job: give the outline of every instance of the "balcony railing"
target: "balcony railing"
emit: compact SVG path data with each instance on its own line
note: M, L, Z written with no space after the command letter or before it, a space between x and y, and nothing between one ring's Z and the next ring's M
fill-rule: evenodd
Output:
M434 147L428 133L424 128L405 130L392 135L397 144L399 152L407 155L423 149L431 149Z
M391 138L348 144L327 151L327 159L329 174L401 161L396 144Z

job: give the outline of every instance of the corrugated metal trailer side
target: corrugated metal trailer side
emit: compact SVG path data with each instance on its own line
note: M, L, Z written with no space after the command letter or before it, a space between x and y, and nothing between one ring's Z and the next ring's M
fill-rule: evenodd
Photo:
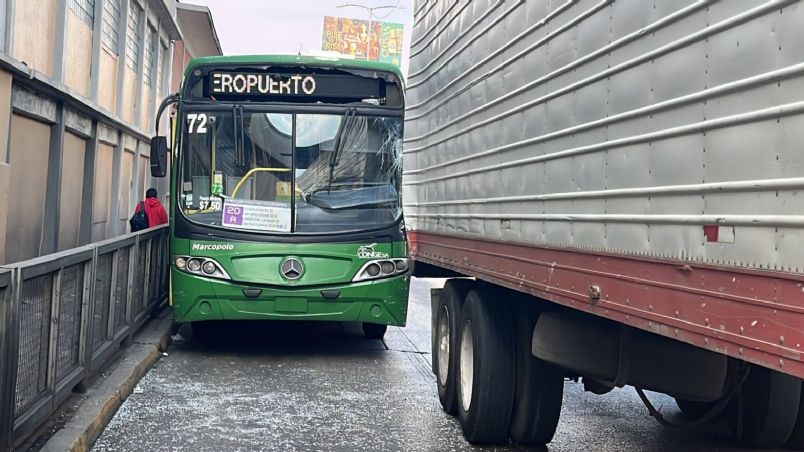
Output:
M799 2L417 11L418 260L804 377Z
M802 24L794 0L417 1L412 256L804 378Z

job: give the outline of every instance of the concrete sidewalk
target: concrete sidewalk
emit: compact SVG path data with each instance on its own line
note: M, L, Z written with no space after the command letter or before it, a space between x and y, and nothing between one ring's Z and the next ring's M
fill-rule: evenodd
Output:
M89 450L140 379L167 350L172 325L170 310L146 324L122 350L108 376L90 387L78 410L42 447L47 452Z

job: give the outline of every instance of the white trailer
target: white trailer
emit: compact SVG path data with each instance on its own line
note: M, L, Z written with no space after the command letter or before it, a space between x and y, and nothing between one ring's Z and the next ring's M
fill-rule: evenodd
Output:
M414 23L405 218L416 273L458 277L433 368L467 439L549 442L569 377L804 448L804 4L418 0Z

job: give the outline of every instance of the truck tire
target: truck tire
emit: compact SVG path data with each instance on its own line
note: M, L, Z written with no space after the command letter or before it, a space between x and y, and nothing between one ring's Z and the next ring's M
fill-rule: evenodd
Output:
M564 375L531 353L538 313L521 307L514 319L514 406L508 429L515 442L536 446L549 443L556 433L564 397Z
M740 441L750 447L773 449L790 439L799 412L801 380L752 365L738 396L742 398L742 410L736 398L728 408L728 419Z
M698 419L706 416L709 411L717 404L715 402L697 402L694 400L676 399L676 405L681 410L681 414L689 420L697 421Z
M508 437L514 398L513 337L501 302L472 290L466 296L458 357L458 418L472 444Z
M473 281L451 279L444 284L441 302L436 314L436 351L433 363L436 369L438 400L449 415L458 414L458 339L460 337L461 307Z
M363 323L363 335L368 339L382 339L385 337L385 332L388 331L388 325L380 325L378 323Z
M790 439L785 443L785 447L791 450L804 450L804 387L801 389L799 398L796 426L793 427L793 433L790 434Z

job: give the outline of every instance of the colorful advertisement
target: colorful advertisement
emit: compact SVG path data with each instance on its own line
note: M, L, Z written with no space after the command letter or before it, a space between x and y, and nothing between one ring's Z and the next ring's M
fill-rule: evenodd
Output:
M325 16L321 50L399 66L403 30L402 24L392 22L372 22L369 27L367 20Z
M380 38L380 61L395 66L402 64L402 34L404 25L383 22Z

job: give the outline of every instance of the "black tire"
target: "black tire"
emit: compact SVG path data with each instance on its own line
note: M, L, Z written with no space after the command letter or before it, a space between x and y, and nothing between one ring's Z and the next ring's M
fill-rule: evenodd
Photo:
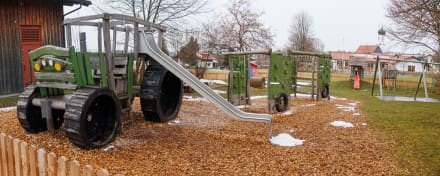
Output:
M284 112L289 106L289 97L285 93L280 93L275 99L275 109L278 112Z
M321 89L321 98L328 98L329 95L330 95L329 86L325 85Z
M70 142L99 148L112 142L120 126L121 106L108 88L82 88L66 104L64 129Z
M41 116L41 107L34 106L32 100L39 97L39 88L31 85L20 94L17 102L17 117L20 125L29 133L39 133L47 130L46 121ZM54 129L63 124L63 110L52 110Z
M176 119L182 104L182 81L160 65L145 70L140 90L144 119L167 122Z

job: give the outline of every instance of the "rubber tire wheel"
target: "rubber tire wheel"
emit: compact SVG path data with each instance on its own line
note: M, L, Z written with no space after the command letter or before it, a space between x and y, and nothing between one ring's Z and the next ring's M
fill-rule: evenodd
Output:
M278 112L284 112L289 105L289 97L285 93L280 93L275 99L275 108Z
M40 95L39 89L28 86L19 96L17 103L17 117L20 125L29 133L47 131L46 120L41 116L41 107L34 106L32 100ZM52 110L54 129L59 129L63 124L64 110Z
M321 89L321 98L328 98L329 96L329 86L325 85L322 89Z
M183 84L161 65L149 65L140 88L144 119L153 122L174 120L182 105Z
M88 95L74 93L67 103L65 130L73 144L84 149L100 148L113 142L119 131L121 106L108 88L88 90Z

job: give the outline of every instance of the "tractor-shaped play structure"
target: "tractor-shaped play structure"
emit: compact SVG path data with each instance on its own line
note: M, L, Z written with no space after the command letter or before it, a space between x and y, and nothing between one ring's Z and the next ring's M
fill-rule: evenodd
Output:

________________________________________

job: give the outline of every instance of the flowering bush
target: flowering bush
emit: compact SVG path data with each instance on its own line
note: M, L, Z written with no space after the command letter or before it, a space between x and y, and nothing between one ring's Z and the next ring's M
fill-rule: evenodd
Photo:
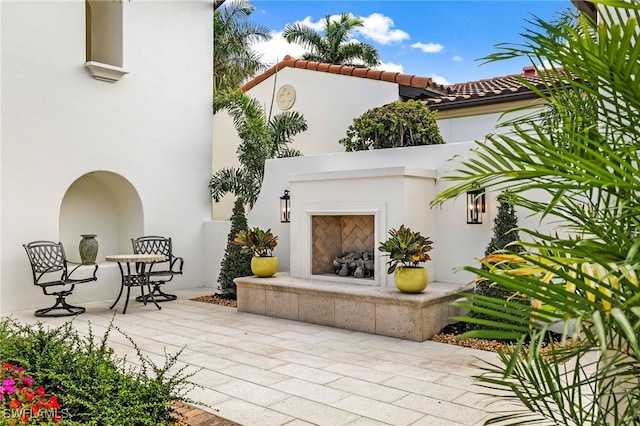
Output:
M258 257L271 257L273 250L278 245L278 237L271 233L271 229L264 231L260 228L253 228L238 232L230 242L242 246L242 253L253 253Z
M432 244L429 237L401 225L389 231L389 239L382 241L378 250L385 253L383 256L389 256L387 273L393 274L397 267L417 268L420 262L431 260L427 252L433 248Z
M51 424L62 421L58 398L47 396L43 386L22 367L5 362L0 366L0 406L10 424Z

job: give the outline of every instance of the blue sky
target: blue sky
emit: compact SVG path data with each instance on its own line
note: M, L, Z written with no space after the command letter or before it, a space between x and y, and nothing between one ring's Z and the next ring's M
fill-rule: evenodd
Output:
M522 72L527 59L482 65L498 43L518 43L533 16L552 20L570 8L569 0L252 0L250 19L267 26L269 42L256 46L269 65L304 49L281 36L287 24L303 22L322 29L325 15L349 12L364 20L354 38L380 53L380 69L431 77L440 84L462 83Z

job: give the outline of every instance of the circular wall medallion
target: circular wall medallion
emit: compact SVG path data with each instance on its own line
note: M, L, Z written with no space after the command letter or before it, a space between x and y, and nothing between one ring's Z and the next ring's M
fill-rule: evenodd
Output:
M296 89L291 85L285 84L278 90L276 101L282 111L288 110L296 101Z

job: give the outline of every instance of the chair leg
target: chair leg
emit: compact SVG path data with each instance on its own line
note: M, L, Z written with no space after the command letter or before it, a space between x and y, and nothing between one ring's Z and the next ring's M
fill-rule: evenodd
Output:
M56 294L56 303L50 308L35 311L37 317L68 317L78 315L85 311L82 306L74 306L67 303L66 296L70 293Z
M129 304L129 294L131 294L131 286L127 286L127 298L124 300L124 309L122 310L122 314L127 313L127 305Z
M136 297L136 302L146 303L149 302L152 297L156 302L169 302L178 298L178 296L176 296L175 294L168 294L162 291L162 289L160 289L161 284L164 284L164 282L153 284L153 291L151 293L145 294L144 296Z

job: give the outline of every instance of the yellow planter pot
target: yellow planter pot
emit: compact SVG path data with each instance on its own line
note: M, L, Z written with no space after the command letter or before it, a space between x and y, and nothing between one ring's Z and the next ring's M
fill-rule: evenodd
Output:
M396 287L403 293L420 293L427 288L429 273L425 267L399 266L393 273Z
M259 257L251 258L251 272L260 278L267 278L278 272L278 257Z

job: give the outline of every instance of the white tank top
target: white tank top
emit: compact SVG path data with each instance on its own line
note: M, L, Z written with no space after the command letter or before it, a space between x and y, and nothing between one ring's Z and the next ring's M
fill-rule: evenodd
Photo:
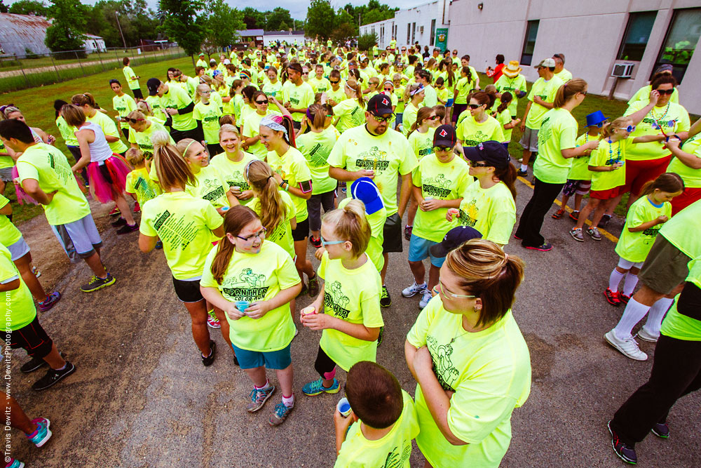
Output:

________________________________________

Reproduce word for word the rows starting at the line containing "job: give the outline of every instance of the concrete" and ending at the line containing "M89 450L140 379L167", both of those lines included.

:: FINAL RESULT ::
job: give the outline of every instance of the concrete sidewalk
target: concrete sidewalk
emit: compact SVG path data with each instance on its own line
note: M, L, Z written with no space after the command letter or before it, a space between x and y, and nothing between one ring's Z and the next ring's M
fill-rule: evenodd
Output:
M89 450L140 379L167 350L172 325L170 310L146 324L122 350L108 376L90 387L78 410L42 447L47 452Z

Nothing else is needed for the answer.